David Macinnis Gill is the author of the debut novel, Soul Enchilada (Greenwillow). His stories have appeared in several magazines, and his critical biography, Graham Salisbury: Island Boy, was published by Scarecrow Press (2005). He holds a bachelor’s degree in English/creative writing and a doctorate in education, both from the University of Tennessee.
David has been a house painter, cafeteria manager, bookstore schlepper, high school teacher, and college professor.
He now lives on the Carolina coast with his family, plus fourteen fish, two rescued dogs, and a nocturnal marsupial.
What were you like as a young reader?
Starved. I learned to read the first day of school and haven’t stopped yet. In middle school, I signed up to be a library aide so that I could have free access to the library before school, after school, during lunch, homeroom, and any class when I finished my work.
I read just about everything, especially sports books as a middle reader then science fiction and horror as a teen. At home, I read comic books, and my comics collection was huge. Sadly, I sold it before going to college.
Why do you write for teenagers today?
I think we all get stuck in an age, to some extent. For me, that age was seventeen, and I still feel like I’m that old. Plus, I was a high school teacher, and I wanted to give students books to read, think, and talk about.
What about young fictional heroes appeals to you as a writer?
Like stories about lawyers and sports, stories with young adult heroes have built-in drama.
Who can resist a coming-of-age story? We are a society that appreciates a good butterfly hatching.
Could you tell us about your path to publication? Any sprints or stumbles along the way?

#### [Material supplied]
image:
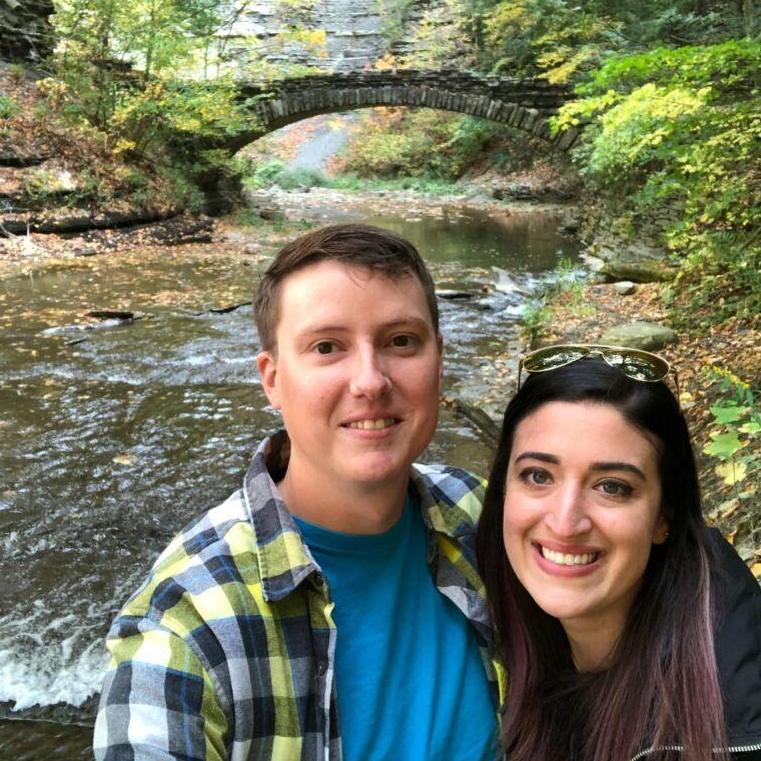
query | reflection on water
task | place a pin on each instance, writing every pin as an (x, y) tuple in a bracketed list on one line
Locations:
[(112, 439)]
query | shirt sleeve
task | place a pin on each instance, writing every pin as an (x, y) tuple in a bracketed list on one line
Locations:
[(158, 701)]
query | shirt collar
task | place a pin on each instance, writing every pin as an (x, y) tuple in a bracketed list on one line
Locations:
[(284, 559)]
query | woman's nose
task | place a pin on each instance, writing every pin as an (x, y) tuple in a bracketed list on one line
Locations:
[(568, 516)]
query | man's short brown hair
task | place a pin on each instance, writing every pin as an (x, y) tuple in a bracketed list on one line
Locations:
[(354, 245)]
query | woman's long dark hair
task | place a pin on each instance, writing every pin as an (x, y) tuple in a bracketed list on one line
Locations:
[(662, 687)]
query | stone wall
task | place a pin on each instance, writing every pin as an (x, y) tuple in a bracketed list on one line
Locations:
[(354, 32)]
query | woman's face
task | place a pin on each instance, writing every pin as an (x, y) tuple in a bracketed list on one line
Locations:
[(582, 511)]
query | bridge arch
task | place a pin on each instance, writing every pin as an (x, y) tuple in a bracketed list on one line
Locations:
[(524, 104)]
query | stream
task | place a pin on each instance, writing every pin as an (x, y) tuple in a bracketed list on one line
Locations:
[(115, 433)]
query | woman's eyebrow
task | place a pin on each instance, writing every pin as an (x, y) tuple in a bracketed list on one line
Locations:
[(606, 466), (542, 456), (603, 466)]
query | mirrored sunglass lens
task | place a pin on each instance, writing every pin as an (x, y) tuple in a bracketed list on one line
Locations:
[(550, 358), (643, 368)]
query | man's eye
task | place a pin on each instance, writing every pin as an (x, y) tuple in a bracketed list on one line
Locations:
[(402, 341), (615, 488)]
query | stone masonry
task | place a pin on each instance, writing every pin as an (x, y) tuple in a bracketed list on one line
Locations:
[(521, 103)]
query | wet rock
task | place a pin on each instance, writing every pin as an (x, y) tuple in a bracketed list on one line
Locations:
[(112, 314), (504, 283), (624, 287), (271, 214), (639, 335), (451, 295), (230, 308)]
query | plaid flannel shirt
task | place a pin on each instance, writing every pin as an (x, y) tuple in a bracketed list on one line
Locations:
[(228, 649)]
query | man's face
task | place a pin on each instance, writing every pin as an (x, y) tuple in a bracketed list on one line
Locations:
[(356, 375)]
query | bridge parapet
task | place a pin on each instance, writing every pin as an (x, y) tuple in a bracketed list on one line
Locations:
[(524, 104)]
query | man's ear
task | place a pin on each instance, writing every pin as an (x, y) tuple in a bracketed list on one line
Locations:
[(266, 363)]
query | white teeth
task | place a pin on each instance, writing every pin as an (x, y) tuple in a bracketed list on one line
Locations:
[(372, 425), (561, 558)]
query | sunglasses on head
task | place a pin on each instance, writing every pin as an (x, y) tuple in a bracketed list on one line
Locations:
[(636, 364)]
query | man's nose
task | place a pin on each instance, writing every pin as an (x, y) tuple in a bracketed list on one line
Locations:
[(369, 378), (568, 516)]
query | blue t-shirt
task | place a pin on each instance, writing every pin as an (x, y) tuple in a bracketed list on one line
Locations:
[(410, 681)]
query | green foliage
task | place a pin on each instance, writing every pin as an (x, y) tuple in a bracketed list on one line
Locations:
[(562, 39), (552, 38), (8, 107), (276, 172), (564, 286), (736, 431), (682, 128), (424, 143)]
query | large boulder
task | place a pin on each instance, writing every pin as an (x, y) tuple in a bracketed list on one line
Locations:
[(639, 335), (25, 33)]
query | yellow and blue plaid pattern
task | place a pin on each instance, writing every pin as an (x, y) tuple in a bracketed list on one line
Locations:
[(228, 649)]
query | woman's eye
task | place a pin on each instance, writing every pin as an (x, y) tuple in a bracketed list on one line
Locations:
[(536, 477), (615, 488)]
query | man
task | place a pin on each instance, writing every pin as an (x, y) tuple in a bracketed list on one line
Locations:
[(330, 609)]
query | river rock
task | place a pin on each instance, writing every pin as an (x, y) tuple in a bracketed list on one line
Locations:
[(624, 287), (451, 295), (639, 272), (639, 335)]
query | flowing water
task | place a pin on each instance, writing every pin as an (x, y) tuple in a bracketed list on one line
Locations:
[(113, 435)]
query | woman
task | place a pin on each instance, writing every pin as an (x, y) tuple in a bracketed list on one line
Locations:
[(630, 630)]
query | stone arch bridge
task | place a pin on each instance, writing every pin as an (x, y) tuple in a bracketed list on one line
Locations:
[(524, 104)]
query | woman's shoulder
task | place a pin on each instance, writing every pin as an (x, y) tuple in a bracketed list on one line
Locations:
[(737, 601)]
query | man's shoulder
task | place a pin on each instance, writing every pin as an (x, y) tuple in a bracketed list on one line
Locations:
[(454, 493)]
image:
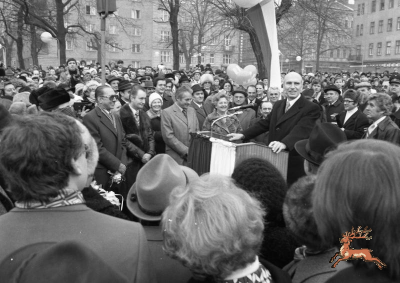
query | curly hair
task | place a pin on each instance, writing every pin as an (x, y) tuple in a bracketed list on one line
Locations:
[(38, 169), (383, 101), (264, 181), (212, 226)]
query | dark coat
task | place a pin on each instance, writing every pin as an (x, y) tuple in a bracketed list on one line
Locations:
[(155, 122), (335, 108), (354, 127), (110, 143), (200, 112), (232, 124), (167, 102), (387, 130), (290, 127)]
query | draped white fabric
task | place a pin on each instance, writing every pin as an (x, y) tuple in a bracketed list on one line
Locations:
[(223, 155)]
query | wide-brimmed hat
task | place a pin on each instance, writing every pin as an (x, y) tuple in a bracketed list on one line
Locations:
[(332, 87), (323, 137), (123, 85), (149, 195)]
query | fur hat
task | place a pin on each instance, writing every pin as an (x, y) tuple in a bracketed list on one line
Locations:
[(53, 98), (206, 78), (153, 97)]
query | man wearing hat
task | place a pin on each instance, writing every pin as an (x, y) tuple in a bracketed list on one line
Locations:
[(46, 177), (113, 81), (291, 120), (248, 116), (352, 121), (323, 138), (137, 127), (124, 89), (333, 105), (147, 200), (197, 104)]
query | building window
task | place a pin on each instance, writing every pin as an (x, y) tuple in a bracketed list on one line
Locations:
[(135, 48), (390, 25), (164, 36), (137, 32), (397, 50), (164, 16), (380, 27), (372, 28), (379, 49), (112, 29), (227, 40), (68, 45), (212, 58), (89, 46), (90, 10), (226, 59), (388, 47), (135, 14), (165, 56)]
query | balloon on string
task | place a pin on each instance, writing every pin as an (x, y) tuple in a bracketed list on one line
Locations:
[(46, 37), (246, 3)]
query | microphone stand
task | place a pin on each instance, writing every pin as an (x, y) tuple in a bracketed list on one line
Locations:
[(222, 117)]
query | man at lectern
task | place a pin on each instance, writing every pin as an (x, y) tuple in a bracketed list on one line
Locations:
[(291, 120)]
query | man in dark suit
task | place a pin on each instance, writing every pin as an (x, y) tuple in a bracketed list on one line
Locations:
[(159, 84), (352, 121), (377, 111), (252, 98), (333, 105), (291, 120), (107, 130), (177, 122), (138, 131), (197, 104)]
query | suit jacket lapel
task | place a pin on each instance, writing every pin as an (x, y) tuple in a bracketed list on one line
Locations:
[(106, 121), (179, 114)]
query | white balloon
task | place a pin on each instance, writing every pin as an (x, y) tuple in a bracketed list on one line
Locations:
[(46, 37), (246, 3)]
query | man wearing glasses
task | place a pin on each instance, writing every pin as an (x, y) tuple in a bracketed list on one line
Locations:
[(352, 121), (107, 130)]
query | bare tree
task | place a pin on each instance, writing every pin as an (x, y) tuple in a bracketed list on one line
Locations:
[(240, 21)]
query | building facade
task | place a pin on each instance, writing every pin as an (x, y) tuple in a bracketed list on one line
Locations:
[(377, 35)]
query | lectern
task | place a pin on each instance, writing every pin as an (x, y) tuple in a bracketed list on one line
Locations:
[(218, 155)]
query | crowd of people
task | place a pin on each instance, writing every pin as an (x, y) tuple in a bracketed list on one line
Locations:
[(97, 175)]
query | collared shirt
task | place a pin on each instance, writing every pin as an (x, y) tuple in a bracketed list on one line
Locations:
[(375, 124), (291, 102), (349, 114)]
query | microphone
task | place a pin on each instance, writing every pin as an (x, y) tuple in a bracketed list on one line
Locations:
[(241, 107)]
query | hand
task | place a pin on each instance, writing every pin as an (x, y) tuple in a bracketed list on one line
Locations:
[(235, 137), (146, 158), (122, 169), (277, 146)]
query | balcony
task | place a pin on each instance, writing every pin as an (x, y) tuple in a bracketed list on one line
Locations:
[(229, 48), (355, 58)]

#### [Short exercise]
Please return the part of the author interview above starting with "I read just" and going on through "along the way?", copied word for word.

#### [Exercise solution]
I read just about everything, especially sports books as a middle reader then science fiction and horror as a teen. At home, I read comic books, and my comics collection was huge. Sadly, I sold it before going to college.
Why do you write for teenagers today?
I think we all get stuck in an age, to some extent. For me, that age was seventeen, and I still feel like I’m that old. Plus, I was a high school teacher, and I wanted to give students books to read, think, and talk about.
What about young fictional heroes appeals to you as a writer?
Like stories about lawyers and sports, stories with young adult heroes have built-in drama.
Who can resist a coming-of-age story? We are a society that appreciates a good butterfly hatching.
Could you tell us about your path to publication? Any sprints or stumbles along the way?